** Begin TEXT PASSAGE **

That does not happen that often. Granted, we redesigned it every year, like just make changes to the style of it but that doesn’t happen that often. That’s why it’s considered a platinum record. When you say you’re the best seller or whatever, that one’s our platinum record because of that particular reason because it keeps going in every single year. Even still, I can tell you that Costco’s volume and the fact that they have such good margins, makes it much more viable, profitable and you’re able to achieve your price points with them, not taking this gigantic cut because they only take 15%.

What does the volume feel like with an awesome product in Costco?

It’s hundreds of thousands of units. Probably the smallest buy they usually do might be for a rollout or something like that. It depends on how big the unit is or its dollar price but it might be a 50,000 unit buy.

Is that a per month basis?

That would be a one-time. A rollout is like sometimes if you go into Costco in the middle of the floor, they have special and it’s like, “The furniture rollout, the fitness rollout or the pet rollout.” Even there’s pet food, there are all these accessories and all these other things, those are considered rollouts and they’re two times a year but it’s a one-time buy. They won’t carry those items in their daily unless they do really well and then they’ll say, “Let’s carry this every day.”

You mentioned your behind-the-scenes team. Does that mean you guys take equity in every project you design?

Not every project. Sometimes we do fee-based. We do a combination of fee plus royalty on anything we design but our royalties are relatively reasonable and our products definitely sound more so it’s worth it. It gives you a better chance of success. We have the odds there but we have a whole host of services we do.

** End TEXT PASSAGE **

• WRITTEN EXERCISE A
Reproduce a passage from the Costco interview word for word, beginning with the words "That does not" and ending after the words "only take 15%.".
• WRITTEN EXERCISE B
Answer these questions from the Costco interview:
(i) What percentage cut does Costco take?
(ii) How many times a year do rollouts take place?
(iii) What unit count is given as a possible size for one of Costco's smallest buys?

** Begin EXTRACTED ENTRIES **

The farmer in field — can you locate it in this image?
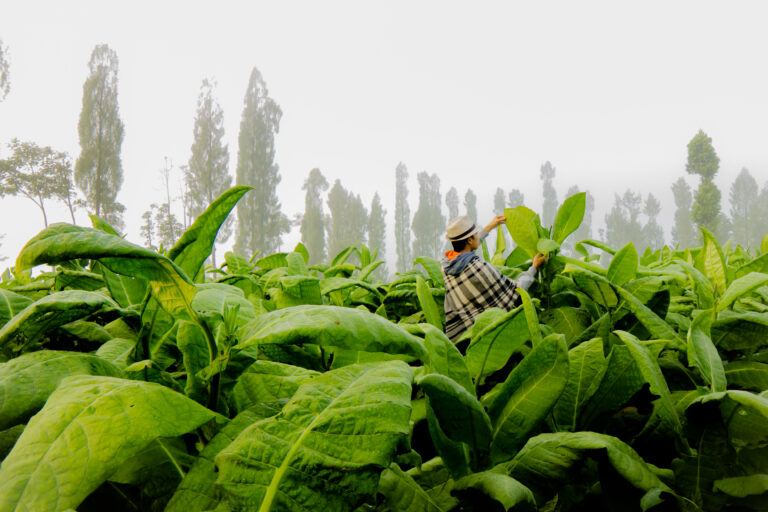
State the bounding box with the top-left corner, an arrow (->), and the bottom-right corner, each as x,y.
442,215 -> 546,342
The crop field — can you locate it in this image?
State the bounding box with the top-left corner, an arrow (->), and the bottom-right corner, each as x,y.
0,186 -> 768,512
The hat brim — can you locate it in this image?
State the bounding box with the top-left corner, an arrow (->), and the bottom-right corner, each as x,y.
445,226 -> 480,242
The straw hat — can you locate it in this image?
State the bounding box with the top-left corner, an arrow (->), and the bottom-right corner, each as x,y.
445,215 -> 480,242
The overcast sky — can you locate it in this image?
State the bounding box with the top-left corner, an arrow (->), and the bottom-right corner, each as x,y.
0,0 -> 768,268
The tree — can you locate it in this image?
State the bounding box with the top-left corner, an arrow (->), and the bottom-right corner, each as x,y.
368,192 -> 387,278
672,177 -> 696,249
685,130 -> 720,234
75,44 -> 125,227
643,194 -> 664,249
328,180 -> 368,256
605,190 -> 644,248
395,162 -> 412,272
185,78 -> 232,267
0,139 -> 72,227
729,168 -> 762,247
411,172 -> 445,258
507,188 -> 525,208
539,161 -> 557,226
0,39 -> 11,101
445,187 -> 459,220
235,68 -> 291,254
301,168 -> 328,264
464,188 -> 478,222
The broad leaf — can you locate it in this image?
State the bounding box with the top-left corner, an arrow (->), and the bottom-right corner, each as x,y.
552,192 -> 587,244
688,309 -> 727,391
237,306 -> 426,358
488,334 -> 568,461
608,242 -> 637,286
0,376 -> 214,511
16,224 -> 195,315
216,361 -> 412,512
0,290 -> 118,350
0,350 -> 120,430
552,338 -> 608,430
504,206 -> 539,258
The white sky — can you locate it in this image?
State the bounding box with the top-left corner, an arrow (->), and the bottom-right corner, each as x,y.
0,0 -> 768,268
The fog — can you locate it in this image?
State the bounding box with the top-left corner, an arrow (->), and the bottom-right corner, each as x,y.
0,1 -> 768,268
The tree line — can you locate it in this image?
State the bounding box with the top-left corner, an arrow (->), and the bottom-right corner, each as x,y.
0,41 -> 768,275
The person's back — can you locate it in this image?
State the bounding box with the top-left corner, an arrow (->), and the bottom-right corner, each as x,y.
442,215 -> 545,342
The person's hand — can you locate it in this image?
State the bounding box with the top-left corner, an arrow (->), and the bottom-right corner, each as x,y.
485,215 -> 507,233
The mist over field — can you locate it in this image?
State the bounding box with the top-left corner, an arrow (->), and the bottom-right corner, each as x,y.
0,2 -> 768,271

** End EXTRACTED ENTRIES **
** Begin EXTRACTED ENTRIES **

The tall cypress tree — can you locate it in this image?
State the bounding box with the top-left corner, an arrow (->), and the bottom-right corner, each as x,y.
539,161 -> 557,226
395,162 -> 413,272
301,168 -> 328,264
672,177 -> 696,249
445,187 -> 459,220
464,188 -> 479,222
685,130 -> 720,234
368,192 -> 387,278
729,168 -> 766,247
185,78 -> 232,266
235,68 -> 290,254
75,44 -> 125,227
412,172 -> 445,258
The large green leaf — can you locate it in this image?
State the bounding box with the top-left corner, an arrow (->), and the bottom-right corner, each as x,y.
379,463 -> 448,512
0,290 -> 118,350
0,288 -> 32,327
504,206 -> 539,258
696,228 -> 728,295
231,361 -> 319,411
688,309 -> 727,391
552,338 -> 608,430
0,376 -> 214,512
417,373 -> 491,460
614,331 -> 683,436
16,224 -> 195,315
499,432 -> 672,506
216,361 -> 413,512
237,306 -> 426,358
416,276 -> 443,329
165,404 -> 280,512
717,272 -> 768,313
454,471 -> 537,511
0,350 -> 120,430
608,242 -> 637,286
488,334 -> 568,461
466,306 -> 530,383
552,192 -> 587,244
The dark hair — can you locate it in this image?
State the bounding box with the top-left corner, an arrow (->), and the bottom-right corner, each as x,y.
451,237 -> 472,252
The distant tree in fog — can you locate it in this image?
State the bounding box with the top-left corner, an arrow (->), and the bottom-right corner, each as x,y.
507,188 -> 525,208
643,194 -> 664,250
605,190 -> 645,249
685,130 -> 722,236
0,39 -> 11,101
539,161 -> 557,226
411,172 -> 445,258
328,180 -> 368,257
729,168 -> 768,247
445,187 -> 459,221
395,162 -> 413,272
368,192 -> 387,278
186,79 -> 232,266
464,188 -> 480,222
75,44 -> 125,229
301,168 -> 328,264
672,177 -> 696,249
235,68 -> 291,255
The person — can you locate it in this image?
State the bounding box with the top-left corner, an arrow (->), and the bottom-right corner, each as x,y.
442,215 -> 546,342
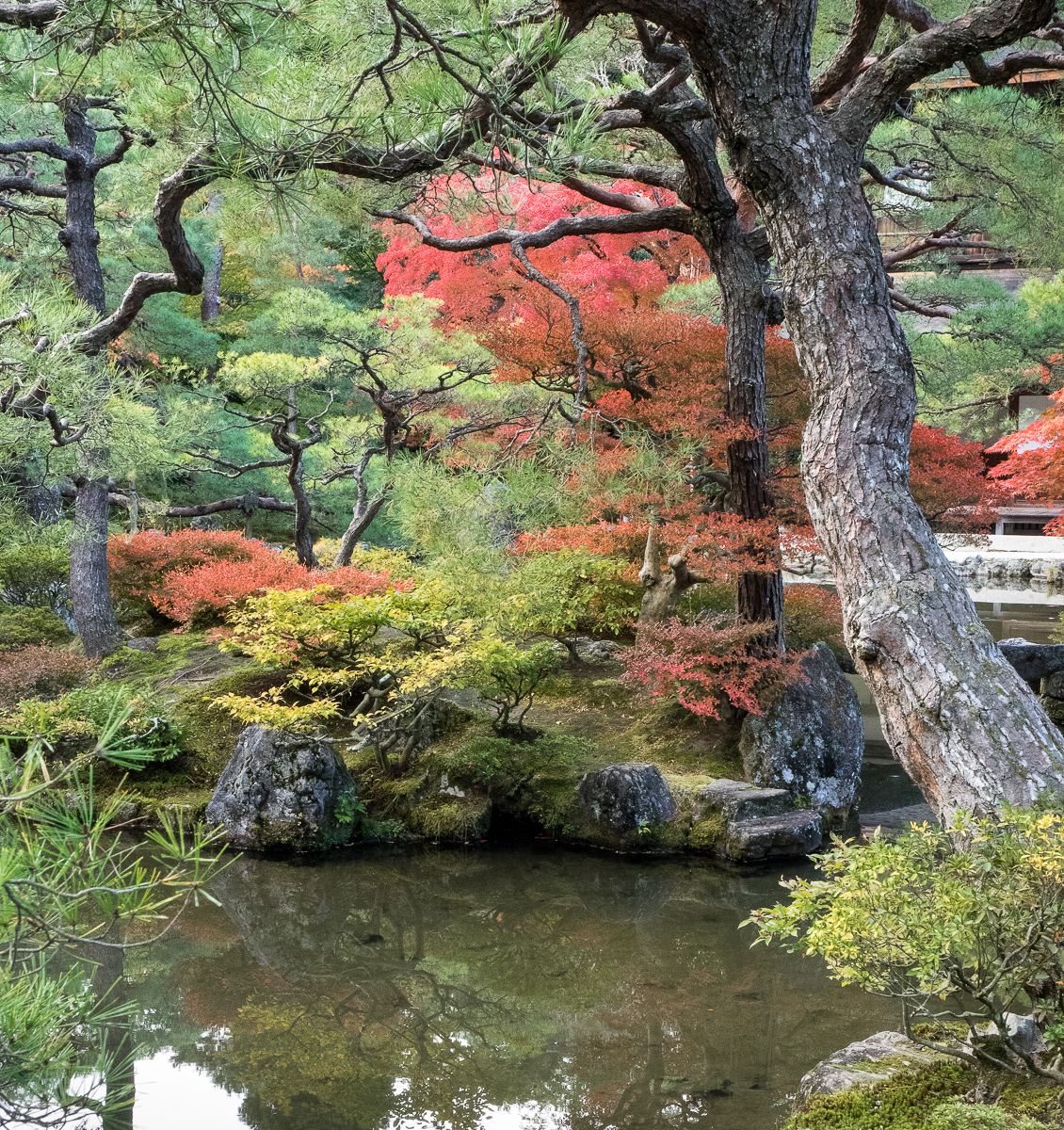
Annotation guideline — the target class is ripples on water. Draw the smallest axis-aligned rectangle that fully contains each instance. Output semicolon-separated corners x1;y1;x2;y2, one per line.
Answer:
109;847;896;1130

** End EXTRACTED ENTRIES **

• RIGHT ANSWER A
That does not happen that often. Granted, we redesigned it every year, like just make changes to the style of it but that doesn’t happen that often. That’s why it’s considered a platinum record. When you say you’re the best seller or whatever, that one’s our platinum record because of that particular reason because it keeps going in every single year. Even still, I can tell you that Costco’s volume and the fact that they have such good margins, makes it much more viable, profitable and you’re able to achieve your price points with them, not taking this gigantic cut because they only take 15%.

• RIGHT ANSWER B
(i) 15%.
(ii) Two times a year.
(iii) 50,000 units.